◆ Dataset excerpts ◆

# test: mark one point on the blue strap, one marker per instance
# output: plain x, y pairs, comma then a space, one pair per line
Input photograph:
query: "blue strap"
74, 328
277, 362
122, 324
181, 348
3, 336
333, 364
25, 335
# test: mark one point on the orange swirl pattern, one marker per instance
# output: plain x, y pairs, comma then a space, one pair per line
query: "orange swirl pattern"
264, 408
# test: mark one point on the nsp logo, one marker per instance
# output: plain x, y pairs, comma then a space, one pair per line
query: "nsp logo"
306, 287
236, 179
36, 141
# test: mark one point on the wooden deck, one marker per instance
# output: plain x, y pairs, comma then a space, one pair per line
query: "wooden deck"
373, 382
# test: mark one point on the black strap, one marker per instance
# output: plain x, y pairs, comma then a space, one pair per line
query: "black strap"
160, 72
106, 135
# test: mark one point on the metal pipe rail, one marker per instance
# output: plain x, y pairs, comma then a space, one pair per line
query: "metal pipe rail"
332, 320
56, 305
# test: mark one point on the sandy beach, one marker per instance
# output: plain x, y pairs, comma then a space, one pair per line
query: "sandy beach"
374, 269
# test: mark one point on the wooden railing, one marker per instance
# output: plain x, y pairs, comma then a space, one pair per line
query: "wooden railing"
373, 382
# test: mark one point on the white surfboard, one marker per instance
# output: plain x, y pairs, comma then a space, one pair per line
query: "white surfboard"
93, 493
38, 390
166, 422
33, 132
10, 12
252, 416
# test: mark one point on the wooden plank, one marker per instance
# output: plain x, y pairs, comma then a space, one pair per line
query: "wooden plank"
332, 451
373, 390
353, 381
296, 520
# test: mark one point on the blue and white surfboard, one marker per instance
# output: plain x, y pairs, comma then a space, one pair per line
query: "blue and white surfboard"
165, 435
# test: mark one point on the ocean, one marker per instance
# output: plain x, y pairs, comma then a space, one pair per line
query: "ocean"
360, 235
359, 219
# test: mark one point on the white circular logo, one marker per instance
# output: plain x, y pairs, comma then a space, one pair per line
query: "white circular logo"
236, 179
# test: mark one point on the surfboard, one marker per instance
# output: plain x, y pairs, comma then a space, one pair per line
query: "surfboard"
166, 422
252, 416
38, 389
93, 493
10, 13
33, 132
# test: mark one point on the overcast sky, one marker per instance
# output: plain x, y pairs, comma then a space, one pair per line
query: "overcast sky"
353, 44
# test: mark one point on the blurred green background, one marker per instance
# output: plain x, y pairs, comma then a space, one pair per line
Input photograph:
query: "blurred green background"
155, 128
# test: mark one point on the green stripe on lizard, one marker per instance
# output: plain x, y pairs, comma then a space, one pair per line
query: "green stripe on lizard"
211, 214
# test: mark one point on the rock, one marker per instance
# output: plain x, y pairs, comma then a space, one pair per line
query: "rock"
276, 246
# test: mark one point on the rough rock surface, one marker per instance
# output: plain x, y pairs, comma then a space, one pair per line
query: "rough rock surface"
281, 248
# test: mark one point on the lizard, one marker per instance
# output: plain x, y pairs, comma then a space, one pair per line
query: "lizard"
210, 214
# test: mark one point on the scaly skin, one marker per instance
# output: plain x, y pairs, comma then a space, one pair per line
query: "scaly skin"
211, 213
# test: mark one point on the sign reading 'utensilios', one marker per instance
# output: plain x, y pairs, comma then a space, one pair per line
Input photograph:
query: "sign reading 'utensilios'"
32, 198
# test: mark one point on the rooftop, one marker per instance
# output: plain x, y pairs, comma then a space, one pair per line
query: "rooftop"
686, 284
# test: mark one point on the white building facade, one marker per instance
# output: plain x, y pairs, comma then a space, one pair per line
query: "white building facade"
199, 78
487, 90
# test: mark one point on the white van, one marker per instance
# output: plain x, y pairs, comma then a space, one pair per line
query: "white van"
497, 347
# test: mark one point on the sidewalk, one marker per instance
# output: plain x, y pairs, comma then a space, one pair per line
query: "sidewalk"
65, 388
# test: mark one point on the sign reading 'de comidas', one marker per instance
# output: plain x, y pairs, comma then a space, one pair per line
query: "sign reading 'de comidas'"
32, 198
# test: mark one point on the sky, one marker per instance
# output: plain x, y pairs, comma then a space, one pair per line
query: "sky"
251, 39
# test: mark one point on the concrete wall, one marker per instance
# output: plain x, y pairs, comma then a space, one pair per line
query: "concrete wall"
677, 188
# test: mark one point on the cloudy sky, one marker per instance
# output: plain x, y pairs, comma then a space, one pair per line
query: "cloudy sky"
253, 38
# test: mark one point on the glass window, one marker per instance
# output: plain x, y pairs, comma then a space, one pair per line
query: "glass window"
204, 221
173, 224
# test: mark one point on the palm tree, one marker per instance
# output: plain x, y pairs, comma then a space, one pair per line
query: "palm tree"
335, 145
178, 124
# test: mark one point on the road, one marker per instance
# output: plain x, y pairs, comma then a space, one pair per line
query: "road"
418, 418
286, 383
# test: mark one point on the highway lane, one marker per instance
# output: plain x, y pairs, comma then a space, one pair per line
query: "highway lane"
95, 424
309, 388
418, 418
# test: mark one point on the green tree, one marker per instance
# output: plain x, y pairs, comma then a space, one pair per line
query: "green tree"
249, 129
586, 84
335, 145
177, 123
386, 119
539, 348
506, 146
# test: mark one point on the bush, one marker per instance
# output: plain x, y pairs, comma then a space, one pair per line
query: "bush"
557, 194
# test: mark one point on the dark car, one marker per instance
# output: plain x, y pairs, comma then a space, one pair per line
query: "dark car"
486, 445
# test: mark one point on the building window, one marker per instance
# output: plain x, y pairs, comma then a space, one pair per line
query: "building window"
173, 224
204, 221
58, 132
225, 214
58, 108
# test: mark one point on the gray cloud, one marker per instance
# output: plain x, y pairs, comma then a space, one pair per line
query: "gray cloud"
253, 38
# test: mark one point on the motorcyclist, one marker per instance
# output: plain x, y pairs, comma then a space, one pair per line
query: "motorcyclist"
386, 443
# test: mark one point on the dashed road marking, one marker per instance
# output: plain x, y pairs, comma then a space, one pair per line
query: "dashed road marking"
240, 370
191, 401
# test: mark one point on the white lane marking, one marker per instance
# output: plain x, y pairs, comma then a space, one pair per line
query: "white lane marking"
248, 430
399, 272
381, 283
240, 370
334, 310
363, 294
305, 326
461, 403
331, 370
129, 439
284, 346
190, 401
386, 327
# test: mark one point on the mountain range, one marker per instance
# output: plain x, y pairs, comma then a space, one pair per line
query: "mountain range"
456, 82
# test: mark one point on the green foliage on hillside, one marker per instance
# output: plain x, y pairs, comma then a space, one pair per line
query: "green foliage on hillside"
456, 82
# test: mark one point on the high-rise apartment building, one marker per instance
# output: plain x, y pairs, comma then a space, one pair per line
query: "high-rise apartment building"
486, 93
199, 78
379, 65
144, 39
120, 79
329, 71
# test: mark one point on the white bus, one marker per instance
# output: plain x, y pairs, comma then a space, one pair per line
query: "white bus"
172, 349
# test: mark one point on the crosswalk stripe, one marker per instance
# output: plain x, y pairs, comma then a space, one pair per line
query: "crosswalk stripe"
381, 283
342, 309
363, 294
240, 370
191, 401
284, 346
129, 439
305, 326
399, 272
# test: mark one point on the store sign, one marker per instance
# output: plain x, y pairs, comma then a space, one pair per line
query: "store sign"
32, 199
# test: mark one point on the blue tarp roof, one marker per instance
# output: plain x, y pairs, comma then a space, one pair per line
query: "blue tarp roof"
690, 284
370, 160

◆ Work to complete ◆
Using the data above, restate every record word for word.

◆ Written solution ◆
# test: mark one point on the blue strap, one marker per instance
# output: plain x, y pairs, comma then a space, one pair per line
Input photograph:
query: "blue strap"
74, 328
277, 362
122, 324
181, 348
3, 336
333, 364
25, 335
# test: mark one point on the orange swirl pattern, one marker per instance
# output: plain x, y pairs, comma then a space, one pair per line
query: "orange swirl pattern"
264, 408
# test: mark one point on the nsp logo, one marker per instance
# output: plain x, y pairs, comma then a space, one pair per line
query: "nsp logo"
306, 287
236, 179
36, 141
# test: mark one point on the wooden deck, one marker per instance
# output: plain x, y pairs, comma then a space, one pair per line
query: "wooden deck"
373, 382
# test: mark one point on the black strap, one marker per instance
# output: plain x, y pairs, comma then a space, one pair per line
query: "black strap"
160, 72
106, 135
# test: mark one point on the metal pipe rail, one marker per instance
# output: plain x, y pairs, comma then a space, one pair per line
query: "metal pipe rail"
332, 320
56, 305
# test: mark one point on the sandy beach, one marker per instance
# output: plain x, y pairs, comma then a space, one pair per line
query: "sandy beach"
374, 269
# test: mark one point on the wooden railing, one marker per instance
# output: plain x, y pairs, comma then a space, one pair per line
query: "wooden railing"
373, 382
# test: mark one point on the white surfboard, one marker per instance
# output: plain x, y pairs, comma then a space, one pair per line
query: "white surfboard"
93, 493
38, 390
166, 422
33, 132
10, 12
252, 416
# test: mark one point on the wooden plank, one marker per instance
# output: plain x, y pairs, comma then a space, one pair per line
query: "wooden plank"
332, 451
373, 390
353, 381
296, 520
# test: mark one point on the blue and white surfboard, one marker per instance
# output: plain x, y pairs, comma then a space, one pair per line
query: "blue and white surfboard"
165, 435
# test: mark one point on the ocean, one marker per instance
# output: plain x, y pairs, comma then a space, one pair per line
query: "ocean"
360, 235
359, 219
# test: mark one point on the white circular logo, one marker per instance
# output: plain x, y pairs, comma then a space, one pair per line
query: "white circular logo"
236, 179
# test: mark one point on the surfboard, one marker per instance
# output: plain x, y pairs, comma then a space, one pair per line
query: "surfboard"
166, 422
252, 416
38, 389
93, 493
10, 13
33, 132
# test: mark one point on the overcast sky, one marker per instance
# output: plain x, y pairs, comma then a space, one pair per line
query: "overcast sky"
353, 44
# test: mark one point on the blurred green background, one marker per instance
# output: plain x, y pairs, comma then a space, one pair per line
Input photograph:
query: "blurred green background"
155, 128
# test: mark one point on the green stripe on lizard, one marker per instance
# output: plain x, y pairs, comma then a space, one pair per line
query: "green stripe on lizard"
211, 214
# test: mark one point on the rock, one marker per instance
# output: plain x, y pairs, comma then a space, one pair per line
query: "rock"
276, 246
# test: mark one point on the rough rock surface, one marker per instance
# output: plain x, y pairs, comma then a space, one pair per line
query: "rough rock surface"
281, 248
# test: mark one point on the lizard, one marker per instance
# output: plain x, y pairs, comma then a space, one pair per line
query: "lizard"
210, 214
# test: mark one point on the scaly skin, one marker per instance
# output: plain x, y pairs, comma then a space, one pair per line
query: "scaly skin"
211, 213
# test: mark one point on the sign reading 'utensilios', one marker per instance
# output: plain x, y pairs, comma then a space, one pair per line
Input photograph:
query: "sign reading 'utensilios'"
32, 198
# test: mark one point on the rooftop, one marker per instance
# output: plain x, y pairs, comma then a space, one pair per line
query: "rooftop"
686, 284
# test: mark one point on the white building facade, one marker per instance
# output: plain x, y pairs, comma then a space, one pair per line
query: "white building facade"
199, 78
487, 90
# test: mark one point on the white van, one marker per instance
# output: plain x, y pairs, comma then a space, one pair per line
query: "white van"
497, 347
# test: mark one point on the sidewalk, one marker per instance
# output: plain x, y pairs, comma then a space, one pair per line
query: "sidewalk"
65, 388
# test: mark one point on the sign reading 'de comidas', one marker per instance
# output: plain x, y pairs, comma then a space, one pair per line
query: "sign reading 'de comidas'"
32, 198
# test: mark one point on the sky, one marker per instance
# output: plain x, y pairs, comma then a space, one pair per line
query: "sky"
251, 39
# test: mark one point on the concrete wall, one marker per instance
# output: plain x, y pairs, comma then a space, one pair per line
query: "concrete wall"
677, 188
# test: mark one point on the cloudy sky, one marker per instance
# output: plain x, y pairs, comma then a space, one pair per line
query: "cloudy sky"
253, 38
# test: mark one point on the glass window, one marker per instance
# output: plain x, y pairs, comma then a space, one pair per line
query: "glass window"
204, 221
173, 224
# test: mark one point on the palm tree, one marker per instance
# output: plain x, y pairs, comma then a space, one pair per line
query: "palm tree"
335, 145
178, 124
# test: mark one point on the road, one marker per instance
# output: plain x, y pairs, comma then a space, one pair per line
query: "road"
418, 418
286, 383
# test: mark one point on the highway lane, one marker per instance
# output: plain x, y pairs, comma then a space, one pair per line
query: "highway lane"
95, 424
309, 388
418, 418
# test: mark one point on the green tree, one marker per instance
# output: plain x, y pairs, comma then a space, one pair per line
query: "green tree"
249, 129
586, 84
335, 145
177, 123
386, 119
539, 348
506, 146
# test: mark one point on the bush, one marker per instance
# output: plain x, y pairs, comma then a space, one pair per line
query: "bush"
557, 194
# test: mark one point on the dark car, one marker per instance
# output: plain x, y pairs, comma then a space, one pair per line
query: "dark car"
486, 445
# test: mark one point on the building window, one marker per instance
# output: plain x, y pairs, comma then a space, one pair per line
query: "building window"
173, 224
204, 221
58, 132
225, 214
58, 108
# test: mark one point on the gray cloud, one marker per instance
# output: plain x, y pairs, comma then a space, one pair per line
query: "gray cloud"
253, 38
# test: mark one point on the motorcyclist, one marker per instance
# output: plain x, y pairs, comma then a space, one pair per line
query: "motorcyclist"
386, 443
# test: mark one point on the dashed road marking, one marker per instance
# output: plain x, y pairs, comma then a space, one pair per line
query: "dashed road marking"
240, 370
191, 401
# test: mark one point on the white lane marking, one marker per instance
# output: plain x, y pairs, comma then a space, one pair per line
query: "white lane marking"
248, 430
399, 272
381, 283
240, 370
334, 310
363, 294
305, 326
461, 403
331, 370
129, 439
284, 346
190, 401
386, 327
# test: mark one point on the mountain range, one marker per instance
# output: plain x, y pairs, comma then a space, one pair per line
query: "mountain range"
456, 82
# test: mark one point on the green foliage on hillside, one marker per instance
# output: plain x, y pairs, comma then a space, one pair per line
query: "green foliage on hillside"
456, 82
# test: mark one point on the high-rise apartment building, one marker per instance
# output: plain x, y pairs, comma then a space, one pair per line
query: "high-rise apartment building"
486, 93
199, 78
379, 65
144, 39
120, 79
329, 71
# test: mark one point on the white bus, one marker per instance
# output: plain x, y pairs, comma then a space, one pair per line
query: "white bus"
172, 349
# test: mark one point on the crosswalk stripe, one marker per instance
# output: plain x, y pairs, comma then a space, one pair per line
query: "crosswalk stripe"
381, 283
342, 309
363, 294
240, 370
191, 401
284, 346
129, 439
305, 326
399, 272
# test: mark one point on the store sign, one marker per instance
# output: plain x, y pairs, comma then a space, one pair per line
query: "store sign"
32, 199
# test: mark one point on the blue tarp roof, one marker per instance
# output: plain x, y pairs, comma then a space, one pair per line
query: "blue tarp roof"
690, 284
370, 160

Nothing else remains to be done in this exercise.